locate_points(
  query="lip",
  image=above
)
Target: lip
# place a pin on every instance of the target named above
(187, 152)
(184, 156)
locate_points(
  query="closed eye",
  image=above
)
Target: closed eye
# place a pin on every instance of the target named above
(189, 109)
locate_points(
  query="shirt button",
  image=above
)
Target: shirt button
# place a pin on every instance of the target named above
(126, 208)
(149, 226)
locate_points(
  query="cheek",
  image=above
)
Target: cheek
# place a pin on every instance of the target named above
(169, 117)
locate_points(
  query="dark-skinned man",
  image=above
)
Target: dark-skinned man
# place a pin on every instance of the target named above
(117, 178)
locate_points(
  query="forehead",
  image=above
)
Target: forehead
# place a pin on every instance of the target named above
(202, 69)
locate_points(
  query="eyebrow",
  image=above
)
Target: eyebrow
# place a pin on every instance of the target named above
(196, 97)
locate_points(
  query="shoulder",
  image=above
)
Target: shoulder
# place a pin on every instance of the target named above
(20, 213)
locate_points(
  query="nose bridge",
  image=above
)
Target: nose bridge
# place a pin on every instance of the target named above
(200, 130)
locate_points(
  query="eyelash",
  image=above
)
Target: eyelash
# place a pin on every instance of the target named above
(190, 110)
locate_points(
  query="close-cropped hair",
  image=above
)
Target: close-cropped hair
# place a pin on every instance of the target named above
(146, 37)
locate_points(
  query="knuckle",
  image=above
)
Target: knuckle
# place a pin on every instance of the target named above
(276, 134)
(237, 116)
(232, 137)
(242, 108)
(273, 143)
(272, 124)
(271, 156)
──────
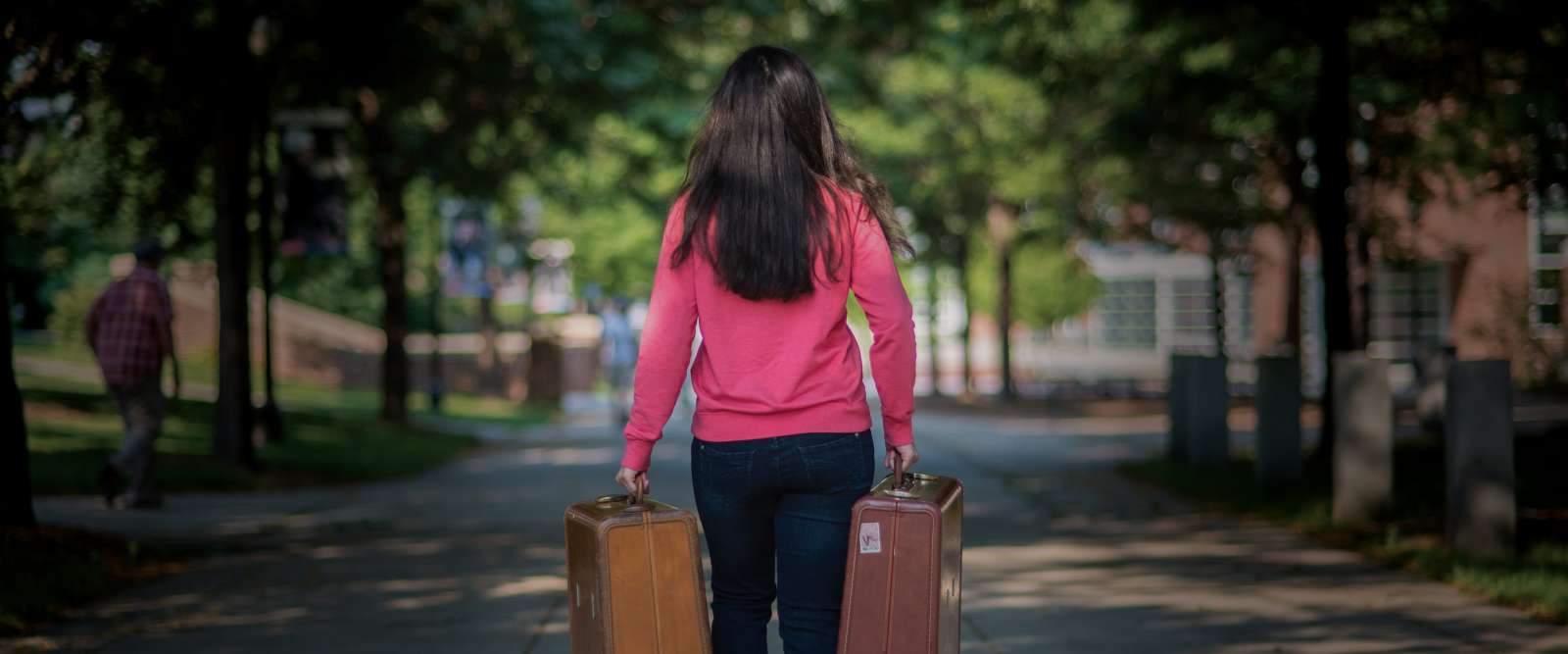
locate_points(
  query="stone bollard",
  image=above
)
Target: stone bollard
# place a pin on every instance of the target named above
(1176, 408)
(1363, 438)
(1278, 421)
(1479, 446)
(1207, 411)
──────
What you should do ::
Report every line of the items above that contains the string "dark", matching case exactly.

Complete answer ::
  query="dark-skinned man",
Target: dark-skinned man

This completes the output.